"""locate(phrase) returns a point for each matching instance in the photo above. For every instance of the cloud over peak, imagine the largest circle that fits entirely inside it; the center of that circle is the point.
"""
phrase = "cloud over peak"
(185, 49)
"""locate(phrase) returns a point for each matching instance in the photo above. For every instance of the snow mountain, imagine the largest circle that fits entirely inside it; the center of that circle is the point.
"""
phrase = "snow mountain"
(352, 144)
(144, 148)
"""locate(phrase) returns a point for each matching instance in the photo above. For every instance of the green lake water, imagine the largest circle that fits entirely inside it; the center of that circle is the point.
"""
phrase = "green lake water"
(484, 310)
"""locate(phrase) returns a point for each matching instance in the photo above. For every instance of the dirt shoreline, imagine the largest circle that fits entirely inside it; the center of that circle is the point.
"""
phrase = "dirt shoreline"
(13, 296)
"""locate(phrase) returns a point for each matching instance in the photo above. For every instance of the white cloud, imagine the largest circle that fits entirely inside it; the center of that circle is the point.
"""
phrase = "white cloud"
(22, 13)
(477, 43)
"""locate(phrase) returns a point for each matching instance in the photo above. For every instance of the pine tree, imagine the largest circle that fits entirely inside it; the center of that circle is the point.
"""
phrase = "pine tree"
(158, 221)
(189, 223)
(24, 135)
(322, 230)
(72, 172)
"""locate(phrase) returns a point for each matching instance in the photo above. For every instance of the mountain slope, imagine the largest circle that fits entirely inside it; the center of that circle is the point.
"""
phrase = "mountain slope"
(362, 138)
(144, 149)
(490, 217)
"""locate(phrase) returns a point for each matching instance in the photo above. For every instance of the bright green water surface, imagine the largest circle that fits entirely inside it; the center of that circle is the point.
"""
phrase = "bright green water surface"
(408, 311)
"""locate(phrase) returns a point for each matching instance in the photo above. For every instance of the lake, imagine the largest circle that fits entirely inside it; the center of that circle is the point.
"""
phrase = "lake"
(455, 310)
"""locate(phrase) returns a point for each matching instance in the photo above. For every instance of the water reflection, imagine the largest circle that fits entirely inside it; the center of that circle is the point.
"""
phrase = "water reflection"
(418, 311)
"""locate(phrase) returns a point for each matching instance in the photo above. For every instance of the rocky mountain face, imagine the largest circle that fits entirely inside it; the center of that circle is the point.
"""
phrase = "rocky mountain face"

───

### Exercise aim:
Return each line above exactly as it appears.

### Answer to the problem:
"""locate(phrase) returns a point for each matching instance in the photo above. For every instance of the cloud over peak, imagine the largest circle that fits entirely inside it; the center of that circle is the point.
"""
phrase = "cloud over peak"
(185, 49)
"""locate(phrase) returns a point for each matching instance in the photo above. For every instance of the snow mountain, imagine the largest circle that fits entirely inside it; the center of that circle is the point.
"""
phrase = "snow mountain"
(352, 144)
(144, 148)
"""locate(phrase) returns a point for each matching instance in the photo above. For every instance of the green lake water, imagine the largest circle that fits entirely inside it; the center of that circle is the point.
"""
phrase = "green lake water"
(484, 310)
"""locate(phrase) returns a point for each matching instance in the photo above. For every instance of the dirt shoreline, imagine the largest circle that fits entirely inside it; the center of that circle is the point.
"""
phrase = "dirt shoreline"
(13, 296)
"""locate(phrase) returns a point for each matching instance in the photo above. For every instance of the white cloud, imagine the largest circle that fits entirely inside it; the center of that circle is the point.
"""
phrase = "white cloud"
(22, 13)
(477, 43)
"""locate(phrase) returns a point for each matching instance in the photo above. For every instance of the pine tree, imagine the largest circle that fits entirely inside it; the center of that circle is the point.
"""
phrase = "pine tree"
(158, 221)
(189, 223)
(24, 135)
(322, 230)
(72, 172)
"""locate(phrase) returns a point for each matching instance in the photo above. For every instance of the mountain slope, imagine the largest circle that fits entirely inside it; the center of that circle is the point.
"""
phrase = "mountain slope"
(362, 138)
(144, 149)
(490, 217)
"""locate(phrase) returns a point for each matching instance in the photo above. For every instance of the bright green water surface, imagine the largest circle that fits entirely inside it; the center of that circle is the point.
"""
phrase = "bright green water surface"
(408, 311)
"""locate(phrase) returns a point for each matching instance in the photo above. For every instance of the lake, imagine the largest circle that fits entirely inside it; the center of that circle is the point.
"""
phrase = "lake"
(455, 310)
"""locate(phrase) returns a point for each matching instance in the photo above. For every instance of the water reflection, imagine the largest circle that fits entirely inside it; the center of that circle is the point.
"""
phrase = "water reflection"
(418, 311)
"""locate(phrase) returns a point for each matching instance in the photo above. For every instance of the rocky mountain face, imagine the largest circle that fits entirely inside it; the center of that circle is the point.
"""
phrase = "rocky mountain face"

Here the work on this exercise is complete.